(Input material begins)
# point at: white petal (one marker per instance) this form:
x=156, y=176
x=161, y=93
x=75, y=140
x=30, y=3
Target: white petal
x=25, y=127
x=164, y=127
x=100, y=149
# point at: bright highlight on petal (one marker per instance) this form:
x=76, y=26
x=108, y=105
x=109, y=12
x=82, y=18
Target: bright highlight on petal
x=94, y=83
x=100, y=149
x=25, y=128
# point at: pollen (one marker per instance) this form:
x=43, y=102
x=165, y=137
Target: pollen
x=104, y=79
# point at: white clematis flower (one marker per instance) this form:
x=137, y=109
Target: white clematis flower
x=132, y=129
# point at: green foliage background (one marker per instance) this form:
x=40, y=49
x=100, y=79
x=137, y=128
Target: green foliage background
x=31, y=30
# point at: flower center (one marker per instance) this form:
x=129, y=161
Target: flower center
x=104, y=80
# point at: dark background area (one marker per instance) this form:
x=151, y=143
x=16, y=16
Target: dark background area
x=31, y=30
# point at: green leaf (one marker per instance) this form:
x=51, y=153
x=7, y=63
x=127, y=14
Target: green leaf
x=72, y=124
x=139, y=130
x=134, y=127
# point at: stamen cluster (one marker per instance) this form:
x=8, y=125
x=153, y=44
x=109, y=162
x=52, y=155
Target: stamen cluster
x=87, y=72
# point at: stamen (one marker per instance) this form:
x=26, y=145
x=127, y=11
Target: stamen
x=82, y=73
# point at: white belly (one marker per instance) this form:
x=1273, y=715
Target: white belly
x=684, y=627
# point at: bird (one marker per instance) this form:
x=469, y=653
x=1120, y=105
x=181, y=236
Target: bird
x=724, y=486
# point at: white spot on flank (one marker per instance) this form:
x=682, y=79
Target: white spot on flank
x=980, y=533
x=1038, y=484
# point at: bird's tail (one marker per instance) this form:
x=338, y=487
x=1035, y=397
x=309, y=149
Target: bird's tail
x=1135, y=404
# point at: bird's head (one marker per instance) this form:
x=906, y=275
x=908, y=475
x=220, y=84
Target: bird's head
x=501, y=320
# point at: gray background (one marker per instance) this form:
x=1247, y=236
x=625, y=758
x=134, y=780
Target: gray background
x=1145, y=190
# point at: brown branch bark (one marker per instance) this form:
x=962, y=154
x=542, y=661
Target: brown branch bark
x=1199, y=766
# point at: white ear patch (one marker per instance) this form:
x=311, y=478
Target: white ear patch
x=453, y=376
(Input material ends)
(Input material begins)
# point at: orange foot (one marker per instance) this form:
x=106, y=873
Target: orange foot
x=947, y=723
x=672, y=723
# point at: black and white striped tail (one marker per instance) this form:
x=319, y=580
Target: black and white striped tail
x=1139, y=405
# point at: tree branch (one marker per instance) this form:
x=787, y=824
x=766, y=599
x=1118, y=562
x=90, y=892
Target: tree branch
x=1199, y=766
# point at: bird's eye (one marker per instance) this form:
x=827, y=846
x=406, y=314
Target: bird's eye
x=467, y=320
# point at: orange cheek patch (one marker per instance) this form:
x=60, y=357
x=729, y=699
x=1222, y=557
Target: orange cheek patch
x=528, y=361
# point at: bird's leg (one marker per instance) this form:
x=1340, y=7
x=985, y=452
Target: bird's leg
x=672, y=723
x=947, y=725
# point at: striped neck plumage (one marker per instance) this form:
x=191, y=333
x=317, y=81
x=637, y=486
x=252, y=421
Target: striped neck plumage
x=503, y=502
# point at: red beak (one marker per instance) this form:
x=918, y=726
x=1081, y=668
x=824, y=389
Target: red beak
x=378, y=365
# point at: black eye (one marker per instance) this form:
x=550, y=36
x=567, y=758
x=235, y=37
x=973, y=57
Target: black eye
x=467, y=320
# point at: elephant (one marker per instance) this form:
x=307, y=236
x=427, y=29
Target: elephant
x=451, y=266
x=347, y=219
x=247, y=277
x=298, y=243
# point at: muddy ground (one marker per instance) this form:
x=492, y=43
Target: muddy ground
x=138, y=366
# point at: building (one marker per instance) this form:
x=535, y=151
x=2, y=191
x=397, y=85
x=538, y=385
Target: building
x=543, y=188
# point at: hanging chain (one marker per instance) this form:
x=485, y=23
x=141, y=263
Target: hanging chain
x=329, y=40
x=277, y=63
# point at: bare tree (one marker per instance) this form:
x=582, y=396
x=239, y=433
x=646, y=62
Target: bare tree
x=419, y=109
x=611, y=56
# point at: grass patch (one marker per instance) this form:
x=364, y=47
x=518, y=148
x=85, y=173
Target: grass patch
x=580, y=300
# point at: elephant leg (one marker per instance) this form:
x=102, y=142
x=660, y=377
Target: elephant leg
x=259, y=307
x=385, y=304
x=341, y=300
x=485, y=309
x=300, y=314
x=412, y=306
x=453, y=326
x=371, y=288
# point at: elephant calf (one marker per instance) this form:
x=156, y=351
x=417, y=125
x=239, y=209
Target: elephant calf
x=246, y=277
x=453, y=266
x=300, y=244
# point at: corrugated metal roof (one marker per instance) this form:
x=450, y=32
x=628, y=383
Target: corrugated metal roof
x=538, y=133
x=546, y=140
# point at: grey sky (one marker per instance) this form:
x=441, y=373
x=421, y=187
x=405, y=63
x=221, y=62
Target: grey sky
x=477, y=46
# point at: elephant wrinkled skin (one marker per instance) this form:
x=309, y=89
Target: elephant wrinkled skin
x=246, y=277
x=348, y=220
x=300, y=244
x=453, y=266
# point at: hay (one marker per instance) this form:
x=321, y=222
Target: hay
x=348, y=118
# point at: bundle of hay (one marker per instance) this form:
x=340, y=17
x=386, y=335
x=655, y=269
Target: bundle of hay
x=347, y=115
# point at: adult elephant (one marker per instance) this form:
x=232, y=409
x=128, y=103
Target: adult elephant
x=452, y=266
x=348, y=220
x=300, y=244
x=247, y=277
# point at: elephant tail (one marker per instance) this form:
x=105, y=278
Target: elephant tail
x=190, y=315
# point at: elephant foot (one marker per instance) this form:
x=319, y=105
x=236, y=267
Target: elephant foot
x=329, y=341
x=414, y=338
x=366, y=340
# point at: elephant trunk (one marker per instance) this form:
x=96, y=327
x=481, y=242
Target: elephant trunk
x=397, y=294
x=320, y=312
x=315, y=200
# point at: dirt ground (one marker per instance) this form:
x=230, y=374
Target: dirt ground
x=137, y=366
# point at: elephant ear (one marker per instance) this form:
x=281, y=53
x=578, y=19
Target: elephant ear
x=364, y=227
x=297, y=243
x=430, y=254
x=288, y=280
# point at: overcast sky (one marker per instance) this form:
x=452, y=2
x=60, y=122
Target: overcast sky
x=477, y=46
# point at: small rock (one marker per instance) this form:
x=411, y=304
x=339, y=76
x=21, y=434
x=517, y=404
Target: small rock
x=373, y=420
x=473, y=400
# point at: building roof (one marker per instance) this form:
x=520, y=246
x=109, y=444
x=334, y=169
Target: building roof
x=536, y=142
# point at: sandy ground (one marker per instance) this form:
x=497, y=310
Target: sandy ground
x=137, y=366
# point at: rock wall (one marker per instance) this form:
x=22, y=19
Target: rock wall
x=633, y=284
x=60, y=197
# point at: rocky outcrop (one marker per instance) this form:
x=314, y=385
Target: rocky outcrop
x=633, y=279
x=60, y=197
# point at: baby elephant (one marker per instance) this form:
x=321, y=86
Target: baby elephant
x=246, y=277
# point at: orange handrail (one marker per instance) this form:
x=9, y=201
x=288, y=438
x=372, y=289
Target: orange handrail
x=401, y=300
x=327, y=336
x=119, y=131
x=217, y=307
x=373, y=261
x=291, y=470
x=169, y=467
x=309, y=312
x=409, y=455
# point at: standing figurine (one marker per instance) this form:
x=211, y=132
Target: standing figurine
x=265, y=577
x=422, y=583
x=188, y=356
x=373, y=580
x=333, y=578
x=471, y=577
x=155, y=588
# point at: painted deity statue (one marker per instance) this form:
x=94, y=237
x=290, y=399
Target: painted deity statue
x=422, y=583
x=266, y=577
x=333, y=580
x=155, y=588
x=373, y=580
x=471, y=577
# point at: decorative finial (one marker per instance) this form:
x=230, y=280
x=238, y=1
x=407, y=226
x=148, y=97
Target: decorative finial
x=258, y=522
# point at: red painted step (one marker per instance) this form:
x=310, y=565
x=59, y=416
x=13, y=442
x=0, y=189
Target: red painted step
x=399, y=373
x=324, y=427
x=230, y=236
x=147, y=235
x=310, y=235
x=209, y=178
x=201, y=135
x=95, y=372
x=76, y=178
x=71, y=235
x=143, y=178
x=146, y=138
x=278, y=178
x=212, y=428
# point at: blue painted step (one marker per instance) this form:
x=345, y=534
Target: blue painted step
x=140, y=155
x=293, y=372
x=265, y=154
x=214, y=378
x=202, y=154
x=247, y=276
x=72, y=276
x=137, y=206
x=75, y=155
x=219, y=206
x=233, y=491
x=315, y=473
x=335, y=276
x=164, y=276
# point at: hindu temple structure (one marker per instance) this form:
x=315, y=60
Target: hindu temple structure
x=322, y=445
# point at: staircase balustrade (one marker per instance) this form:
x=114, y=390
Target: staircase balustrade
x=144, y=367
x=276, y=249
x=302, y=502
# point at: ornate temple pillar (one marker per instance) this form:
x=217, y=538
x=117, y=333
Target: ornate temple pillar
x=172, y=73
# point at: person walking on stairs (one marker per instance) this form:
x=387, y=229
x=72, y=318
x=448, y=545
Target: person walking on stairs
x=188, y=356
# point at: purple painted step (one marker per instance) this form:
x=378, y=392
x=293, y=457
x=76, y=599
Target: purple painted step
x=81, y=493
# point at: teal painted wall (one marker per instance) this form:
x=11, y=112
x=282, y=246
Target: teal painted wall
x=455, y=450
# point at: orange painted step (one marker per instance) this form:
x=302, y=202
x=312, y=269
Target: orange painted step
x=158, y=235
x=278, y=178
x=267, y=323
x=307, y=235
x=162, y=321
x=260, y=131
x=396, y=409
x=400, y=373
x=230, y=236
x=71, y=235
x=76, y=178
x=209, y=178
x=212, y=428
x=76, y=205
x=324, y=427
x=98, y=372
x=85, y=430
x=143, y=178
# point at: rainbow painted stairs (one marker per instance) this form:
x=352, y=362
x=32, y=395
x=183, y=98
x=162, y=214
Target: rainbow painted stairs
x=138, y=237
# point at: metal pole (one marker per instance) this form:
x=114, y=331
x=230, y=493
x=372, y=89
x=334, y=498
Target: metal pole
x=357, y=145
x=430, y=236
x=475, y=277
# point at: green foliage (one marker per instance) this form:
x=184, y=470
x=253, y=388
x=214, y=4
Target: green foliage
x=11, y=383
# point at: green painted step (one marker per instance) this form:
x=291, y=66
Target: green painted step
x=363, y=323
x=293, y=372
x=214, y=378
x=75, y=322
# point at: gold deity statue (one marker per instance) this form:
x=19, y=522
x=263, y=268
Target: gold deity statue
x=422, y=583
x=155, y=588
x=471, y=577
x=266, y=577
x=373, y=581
(Input material ends)
Task statement :: Could you set down, exactly as written, the lines above between the one holding "# point at: black eye" and the one holding "x=236, y=267", inclusive, and nothing more?

Solved problem ::
# point at: black eye (one marker per instance) this form:
x=550, y=36
x=567, y=758
x=235, y=37
x=973, y=57
Target: black eye
x=467, y=320
# point at: elephant (one marker per instance) this form:
x=307, y=236
x=427, y=29
Target: elephant
x=451, y=266
x=347, y=219
x=247, y=277
x=298, y=243
# point at: muddy ground (one marker per instance) this form:
x=492, y=43
Target: muddy ground
x=138, y=366
# point at: building (one marker per instance) this form:
x=535, y=151
x=2, y=191
x=397, y=85
x=538, y=385
Target: building
x=543, y=188
# point at: hanging chain (one marker per instance) this form:
x=485, y=23
x=141, y=263
Target: hanging chain
x=329, y=40
x=277, y=63
# point at: bare tree (one marker per instance) this form:
x=582, y=396
x=239, y=433
x=646, y=62
Target: bare tree
x=419, y=109
x=611, y=56
# point at: grass patch (one marker per instance) this form:
x=364, y=47
x=518, y=148
x=85, y=173
Target: grass patch
x=580, y=300
# point at: elephant leg (one marker per instance) this form:
x=102, y=142
x=660, y=377
Target: elephant leg
x=259, y=307
x=385, y=304
x=341, y=300
x=485, y=309
x=300, y=314
x=412, y=306
x=453, y=326
x=371, y=288
# point at: elephant calf (one marker per instance) this form:
x=156, y=351
x=417, y=125
x=239, y=209
Target: elephant calf
x=246, y=277
x=453, y=266
x=300, y=244
# point at: corrugated metal roof (one marker per instance) this form:
x=450, y=32
x=628, y=383
Target: corrugated metal roof
x=538, y=133
x=546, y=140
# point at: grey sky (one marker per instance) this form:
x=441, y=373
x=421, y=187
x=405, y=63
x=221, y=62
Target: grey sky
x=477, y=46
# point at: elephant wrinkled skin (one marker per instance) this form:
x=309, y=89
Target: elephant wrinkled skin
x=246, y=277
x=348, y=220
x=300, y=244
x=453, y=266
# point at: hay (one marker per instance) this form:
x=321, y=222
Target: hay
x=348, y=118
# point at: bundle of hay (one marker per instance) this form:
x=340, y=17
x=386, y=335
x=655, y=269
Target: bundle of hay
x=347, y=115
# point at: adult elephant (one marker per instance) this form:
x=232, y=409
x=128, y=103
Target: adult elephant
x=452, y=266
x=348, y=220
x=300, y=244
x=247, y=277
# point at: elephant tail (one marker per instance) this form:
x=105, y=278
Target: elephant tail
x=190, y=315
# point at: elephant foot (one marker per instance) this form:
x=319, y=105
x=236, y=267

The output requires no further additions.